DOCUMENT TEXT: Begin

There is at least one thing upon which all Marxists are agreed: we need a mass workers' party. Yet we have hardly begun to debate amongst ourselves precisely what type of organisation we are talking about. There are two starkly polarised positions on the table thus far, both of which I want to argue against.

Workers Power argues that anything short of a revolutionary party would prove worthless. While less emphatic, Jim Blackstock (Weekly Worker April 27) indicates that he is thinking along similar lines - although clearly without the same take-it-or-leave-it implication. At the opposite end of the spectrum lie SPEW and the AWL. The latter's advocacy of a new 'Labour Representation Committee' does imply that the splitting of the mass parties of the Second International at the end of World War I was a mistake.

The model for our party should be neither old Labour nor a pure revolutionary party. What we need is a pre-1912, RSDLP-type organisation. Revolutionaries need to be inside a party in which honest reformist workers are happy to work with us. If Livingstone, Abbot, Benn, Corbyn, Skinner, etc can be as tolerant towards a Leninist tendency as were Martov, Plekhanov, etc, fine. Let them join.

We need to organise everyone who wants the Blairites to be challenged from the left to help us determine who our candidates should be. The socialist alliances have perhaps no more than 12 months in which to establish that any split in the left vote at the coming general election is not our fault. We need to organise hustings meetings right across the country. And we need to invite Arthur Scargill, Peter Tatchell, Graham Cee, etc to submit to a majority vote.

DOCUMENT TEXT: End
SUPPLIED INFORMATION: Begin

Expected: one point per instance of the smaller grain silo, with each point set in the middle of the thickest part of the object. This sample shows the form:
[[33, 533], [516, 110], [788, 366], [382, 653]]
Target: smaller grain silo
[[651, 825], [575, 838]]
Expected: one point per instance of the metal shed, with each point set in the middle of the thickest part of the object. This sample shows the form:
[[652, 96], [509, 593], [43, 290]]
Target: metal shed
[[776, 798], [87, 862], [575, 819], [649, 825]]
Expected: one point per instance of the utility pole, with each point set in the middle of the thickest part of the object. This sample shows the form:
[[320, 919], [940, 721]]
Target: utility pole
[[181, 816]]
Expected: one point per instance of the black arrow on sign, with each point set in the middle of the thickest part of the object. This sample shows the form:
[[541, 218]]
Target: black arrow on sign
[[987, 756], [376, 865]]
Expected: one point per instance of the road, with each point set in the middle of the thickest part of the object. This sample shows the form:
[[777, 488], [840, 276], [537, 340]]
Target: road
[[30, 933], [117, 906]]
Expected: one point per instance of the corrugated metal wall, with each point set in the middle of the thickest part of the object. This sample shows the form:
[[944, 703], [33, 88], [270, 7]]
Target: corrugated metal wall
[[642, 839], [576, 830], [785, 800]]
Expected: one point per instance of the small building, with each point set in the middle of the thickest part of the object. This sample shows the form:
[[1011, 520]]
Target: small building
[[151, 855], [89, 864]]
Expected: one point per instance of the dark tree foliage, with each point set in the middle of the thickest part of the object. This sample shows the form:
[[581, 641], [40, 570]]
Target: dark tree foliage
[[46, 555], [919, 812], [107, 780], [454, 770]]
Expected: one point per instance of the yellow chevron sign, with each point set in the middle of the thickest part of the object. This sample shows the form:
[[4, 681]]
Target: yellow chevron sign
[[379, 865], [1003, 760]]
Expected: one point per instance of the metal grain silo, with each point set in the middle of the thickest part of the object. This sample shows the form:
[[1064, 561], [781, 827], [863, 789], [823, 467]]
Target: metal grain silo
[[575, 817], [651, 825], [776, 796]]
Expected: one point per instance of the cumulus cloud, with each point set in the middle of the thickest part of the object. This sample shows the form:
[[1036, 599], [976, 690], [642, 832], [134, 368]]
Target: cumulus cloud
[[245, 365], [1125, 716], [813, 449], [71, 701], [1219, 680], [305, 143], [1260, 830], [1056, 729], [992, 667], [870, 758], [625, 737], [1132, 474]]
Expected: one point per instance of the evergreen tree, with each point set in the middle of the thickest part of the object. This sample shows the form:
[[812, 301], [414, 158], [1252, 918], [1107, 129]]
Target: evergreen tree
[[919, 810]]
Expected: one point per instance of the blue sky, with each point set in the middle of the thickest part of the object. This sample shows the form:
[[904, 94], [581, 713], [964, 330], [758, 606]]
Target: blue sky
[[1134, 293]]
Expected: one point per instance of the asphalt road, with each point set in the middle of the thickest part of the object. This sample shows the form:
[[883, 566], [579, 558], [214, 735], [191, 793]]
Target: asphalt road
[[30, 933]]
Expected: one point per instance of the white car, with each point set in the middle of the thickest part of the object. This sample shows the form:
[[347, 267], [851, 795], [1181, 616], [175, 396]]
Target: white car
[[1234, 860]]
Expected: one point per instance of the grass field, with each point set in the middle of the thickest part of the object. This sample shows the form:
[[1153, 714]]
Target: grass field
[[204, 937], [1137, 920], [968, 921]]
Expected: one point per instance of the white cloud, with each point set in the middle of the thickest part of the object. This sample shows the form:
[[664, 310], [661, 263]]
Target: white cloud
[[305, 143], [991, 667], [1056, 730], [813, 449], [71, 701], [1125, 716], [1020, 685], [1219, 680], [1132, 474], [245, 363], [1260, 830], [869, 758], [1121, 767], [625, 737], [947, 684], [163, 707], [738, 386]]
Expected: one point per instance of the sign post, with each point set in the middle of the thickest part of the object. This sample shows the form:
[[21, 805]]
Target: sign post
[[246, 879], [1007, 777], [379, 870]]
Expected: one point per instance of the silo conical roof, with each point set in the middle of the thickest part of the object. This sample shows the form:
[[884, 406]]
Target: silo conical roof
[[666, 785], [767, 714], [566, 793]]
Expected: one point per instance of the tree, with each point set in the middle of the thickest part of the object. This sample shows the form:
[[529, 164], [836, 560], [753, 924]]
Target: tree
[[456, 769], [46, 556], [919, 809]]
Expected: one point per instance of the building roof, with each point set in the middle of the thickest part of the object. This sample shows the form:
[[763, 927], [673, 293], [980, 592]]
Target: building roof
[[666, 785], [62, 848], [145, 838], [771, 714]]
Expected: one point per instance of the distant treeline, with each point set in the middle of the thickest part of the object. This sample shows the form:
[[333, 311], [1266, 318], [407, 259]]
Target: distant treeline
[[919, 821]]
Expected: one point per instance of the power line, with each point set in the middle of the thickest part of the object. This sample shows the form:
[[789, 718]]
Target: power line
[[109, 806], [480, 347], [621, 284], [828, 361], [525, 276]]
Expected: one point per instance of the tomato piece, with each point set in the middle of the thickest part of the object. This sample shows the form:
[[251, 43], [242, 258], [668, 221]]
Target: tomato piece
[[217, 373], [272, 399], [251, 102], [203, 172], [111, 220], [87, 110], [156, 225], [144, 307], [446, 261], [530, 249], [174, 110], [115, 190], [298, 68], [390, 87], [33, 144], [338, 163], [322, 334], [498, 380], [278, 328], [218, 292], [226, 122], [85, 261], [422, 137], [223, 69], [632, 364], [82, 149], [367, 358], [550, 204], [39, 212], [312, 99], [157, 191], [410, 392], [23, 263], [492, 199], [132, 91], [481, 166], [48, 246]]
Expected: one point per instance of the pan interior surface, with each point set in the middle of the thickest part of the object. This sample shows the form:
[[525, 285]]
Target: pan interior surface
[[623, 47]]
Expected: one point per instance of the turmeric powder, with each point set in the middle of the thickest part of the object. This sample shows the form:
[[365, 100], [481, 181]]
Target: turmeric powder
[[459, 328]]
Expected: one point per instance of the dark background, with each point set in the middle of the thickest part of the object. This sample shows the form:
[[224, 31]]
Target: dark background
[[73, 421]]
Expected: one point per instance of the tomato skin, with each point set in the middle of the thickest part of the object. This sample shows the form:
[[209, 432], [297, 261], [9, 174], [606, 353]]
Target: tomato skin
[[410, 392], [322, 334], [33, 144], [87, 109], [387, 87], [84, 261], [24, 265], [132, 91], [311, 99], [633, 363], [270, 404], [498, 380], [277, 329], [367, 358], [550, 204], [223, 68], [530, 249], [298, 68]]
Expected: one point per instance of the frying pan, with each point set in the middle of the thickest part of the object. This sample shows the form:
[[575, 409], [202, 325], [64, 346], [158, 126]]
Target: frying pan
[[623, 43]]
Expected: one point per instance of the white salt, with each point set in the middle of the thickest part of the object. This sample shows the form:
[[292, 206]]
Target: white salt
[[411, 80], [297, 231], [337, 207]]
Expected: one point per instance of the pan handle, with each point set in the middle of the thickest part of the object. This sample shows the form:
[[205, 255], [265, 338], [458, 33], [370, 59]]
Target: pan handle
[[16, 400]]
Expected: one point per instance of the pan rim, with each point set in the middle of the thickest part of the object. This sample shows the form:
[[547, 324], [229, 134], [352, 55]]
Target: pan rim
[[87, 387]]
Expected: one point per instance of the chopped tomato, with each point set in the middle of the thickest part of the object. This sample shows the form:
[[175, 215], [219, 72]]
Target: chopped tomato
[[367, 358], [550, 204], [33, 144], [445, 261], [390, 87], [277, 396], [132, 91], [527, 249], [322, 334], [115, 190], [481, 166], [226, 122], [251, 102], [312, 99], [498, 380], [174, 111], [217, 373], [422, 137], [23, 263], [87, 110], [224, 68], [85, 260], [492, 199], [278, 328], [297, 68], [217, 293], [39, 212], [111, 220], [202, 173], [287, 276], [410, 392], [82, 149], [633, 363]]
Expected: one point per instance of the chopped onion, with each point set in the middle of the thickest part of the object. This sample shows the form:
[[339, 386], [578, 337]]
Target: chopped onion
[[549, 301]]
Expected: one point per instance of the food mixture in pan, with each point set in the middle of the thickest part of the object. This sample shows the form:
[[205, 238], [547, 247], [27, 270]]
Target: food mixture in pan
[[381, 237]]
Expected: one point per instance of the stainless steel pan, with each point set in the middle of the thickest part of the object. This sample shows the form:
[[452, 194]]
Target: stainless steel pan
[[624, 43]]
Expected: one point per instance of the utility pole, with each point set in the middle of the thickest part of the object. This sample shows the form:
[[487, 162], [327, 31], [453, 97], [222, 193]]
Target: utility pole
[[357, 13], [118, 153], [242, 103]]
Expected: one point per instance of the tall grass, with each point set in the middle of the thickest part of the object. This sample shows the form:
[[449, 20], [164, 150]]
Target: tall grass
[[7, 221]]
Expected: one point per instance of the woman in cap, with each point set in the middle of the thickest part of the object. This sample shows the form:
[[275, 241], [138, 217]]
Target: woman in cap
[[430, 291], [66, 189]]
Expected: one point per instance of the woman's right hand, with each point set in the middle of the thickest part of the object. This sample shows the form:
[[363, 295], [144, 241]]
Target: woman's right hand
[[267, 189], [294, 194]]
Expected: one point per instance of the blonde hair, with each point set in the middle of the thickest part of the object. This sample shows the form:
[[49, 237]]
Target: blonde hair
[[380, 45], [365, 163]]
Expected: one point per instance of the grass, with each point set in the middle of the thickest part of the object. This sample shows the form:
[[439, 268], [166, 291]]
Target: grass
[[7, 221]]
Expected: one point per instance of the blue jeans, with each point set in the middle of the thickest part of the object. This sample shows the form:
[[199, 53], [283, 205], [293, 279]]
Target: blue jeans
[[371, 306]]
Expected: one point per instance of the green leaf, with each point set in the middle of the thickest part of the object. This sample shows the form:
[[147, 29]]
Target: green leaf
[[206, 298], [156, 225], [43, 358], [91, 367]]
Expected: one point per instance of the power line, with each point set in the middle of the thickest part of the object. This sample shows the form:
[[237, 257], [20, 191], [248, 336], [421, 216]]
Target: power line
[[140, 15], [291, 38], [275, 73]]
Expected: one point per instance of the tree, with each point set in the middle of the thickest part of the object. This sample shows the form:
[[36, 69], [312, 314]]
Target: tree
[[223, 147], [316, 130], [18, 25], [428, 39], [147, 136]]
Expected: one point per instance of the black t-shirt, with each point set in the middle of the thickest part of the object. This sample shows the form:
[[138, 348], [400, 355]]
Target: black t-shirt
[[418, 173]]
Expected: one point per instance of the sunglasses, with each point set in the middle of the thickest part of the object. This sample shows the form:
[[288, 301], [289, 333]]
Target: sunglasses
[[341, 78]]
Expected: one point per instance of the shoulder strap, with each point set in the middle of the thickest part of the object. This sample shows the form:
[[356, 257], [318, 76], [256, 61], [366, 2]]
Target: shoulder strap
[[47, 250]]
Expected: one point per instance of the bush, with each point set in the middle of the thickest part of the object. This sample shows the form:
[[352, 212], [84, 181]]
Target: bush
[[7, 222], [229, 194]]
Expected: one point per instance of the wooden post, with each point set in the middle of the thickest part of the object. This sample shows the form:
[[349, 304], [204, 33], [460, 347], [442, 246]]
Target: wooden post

SUPPLIED INFORMATION: End

▸ WHAT NEEDS TO BE DONE
In the text on a mass workers' party, how much time does the writer say the socialist alliances may have to show that any split in the left vote is not their fault?

▸ TASK OUTPUT
Perhaps no more than 12 months.